Task brief: Write each line word for word, from the line that contains "Mark one point on every instance of the boat" through the last line of the material below.

— Start of Extracted records —

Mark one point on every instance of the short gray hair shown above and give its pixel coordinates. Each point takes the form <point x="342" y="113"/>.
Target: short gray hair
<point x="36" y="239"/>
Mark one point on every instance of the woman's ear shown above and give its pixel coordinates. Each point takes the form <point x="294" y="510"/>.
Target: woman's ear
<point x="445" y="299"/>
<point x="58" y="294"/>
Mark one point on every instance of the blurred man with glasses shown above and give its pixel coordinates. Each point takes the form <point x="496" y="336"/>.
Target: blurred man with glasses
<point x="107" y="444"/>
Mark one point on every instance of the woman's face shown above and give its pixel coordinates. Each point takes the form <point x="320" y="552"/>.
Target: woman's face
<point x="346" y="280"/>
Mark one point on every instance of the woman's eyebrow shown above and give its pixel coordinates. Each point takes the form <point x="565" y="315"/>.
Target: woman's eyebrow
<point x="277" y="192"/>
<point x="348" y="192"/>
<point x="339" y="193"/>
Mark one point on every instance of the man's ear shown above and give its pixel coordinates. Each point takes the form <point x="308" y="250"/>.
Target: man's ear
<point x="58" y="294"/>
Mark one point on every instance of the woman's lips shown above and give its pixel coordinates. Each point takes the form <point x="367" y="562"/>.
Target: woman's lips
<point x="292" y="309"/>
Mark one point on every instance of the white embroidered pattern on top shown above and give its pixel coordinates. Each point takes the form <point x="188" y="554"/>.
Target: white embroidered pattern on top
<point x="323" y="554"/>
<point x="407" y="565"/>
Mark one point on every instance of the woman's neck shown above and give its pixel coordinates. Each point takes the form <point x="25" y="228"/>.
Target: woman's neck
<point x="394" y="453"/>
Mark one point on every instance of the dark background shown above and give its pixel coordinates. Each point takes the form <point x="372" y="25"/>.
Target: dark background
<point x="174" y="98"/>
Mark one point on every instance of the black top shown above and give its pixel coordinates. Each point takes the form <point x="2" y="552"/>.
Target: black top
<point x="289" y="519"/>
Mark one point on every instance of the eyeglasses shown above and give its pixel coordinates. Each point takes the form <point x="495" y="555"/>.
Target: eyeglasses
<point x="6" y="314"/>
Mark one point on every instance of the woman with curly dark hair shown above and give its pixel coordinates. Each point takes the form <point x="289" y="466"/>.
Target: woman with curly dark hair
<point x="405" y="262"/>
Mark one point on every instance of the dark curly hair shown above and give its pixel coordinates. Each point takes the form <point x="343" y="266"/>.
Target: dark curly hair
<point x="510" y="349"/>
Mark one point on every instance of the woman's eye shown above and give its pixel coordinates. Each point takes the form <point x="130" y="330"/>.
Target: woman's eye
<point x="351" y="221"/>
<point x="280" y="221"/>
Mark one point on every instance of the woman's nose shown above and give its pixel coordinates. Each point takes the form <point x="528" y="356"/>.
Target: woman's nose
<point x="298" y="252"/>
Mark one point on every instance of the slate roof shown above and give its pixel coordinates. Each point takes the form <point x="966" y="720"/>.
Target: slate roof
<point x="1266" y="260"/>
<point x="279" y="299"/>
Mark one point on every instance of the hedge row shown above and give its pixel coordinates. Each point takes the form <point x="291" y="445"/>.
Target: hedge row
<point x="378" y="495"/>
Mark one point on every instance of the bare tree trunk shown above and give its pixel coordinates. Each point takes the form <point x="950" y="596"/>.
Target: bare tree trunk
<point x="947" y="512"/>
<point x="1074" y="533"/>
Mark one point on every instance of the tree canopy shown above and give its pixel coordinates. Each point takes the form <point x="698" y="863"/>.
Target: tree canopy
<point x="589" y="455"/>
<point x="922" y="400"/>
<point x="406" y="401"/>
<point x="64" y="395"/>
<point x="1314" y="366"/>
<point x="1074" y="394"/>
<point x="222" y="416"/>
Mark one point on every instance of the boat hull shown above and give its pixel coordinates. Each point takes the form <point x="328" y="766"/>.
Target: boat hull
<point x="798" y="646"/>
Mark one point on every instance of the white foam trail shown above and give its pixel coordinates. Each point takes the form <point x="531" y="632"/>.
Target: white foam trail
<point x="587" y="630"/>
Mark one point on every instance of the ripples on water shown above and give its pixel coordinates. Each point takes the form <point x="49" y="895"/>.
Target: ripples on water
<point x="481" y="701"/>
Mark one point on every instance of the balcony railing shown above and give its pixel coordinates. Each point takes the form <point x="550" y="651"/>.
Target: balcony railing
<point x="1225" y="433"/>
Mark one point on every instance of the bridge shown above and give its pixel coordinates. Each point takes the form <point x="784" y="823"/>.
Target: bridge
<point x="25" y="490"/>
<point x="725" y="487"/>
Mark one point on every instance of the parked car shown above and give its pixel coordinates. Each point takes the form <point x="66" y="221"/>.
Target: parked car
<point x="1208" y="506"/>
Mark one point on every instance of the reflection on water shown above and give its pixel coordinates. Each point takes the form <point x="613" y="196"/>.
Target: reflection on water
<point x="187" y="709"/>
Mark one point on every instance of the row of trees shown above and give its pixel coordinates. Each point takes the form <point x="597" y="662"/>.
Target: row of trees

— End of Extracted records —

Result for this exercise:
Mark one point on every instance of the boat hull shown above and give its pixel coordinates. Each point takes the form <point x="328" y="766"/>.
Target: boat hull
<point x="798" y="646"/>
Mark one point on every instance of the white foam trail shown above and give its pixel coordinates. Each point takes the form <point x="531" y="632"/>.
Target: white foam trail
<point x="587" y="630"/>
Mark one point on every instance of the ripples on water shown above and give its pixel coordinates. Each point takes the form <point x="49" y="895"/>.
Target: ripples on water
<point x="481" y="701"/>
Mark one point on every instance of the balcony railing shown above and give its pixel coordinates. Each point takes the form <point x="550" y="651"/>.
Target: balcony railing
<point x="1225" y="433"/>
Mark one point on every instance of the bridge shown above and give its pixel coordinates. Each point takes the form <point x="784" y="823"/>.
Target: bridge
<point x="25" y="490"/>
<point x="725" y="487"/>
Mark one point on every instance of the parked car shown above and give its pixel coordinates. Each point takes the form <point x="66" y="221"/>.
Target: parked car
<point x="1208" y="506"/>
Mark one point on every instance of the reflection on water shown above and give its pixel coordinates. Each point takes the form <point x="613" y="196"/>.
Target: reflection on water
<point x="187" y="709"/>
Mark one point on every instance of the row of trees shown above and give its pixel coordinates. Each point takes the form <point x="597" y="662"/>.
Target: row of trees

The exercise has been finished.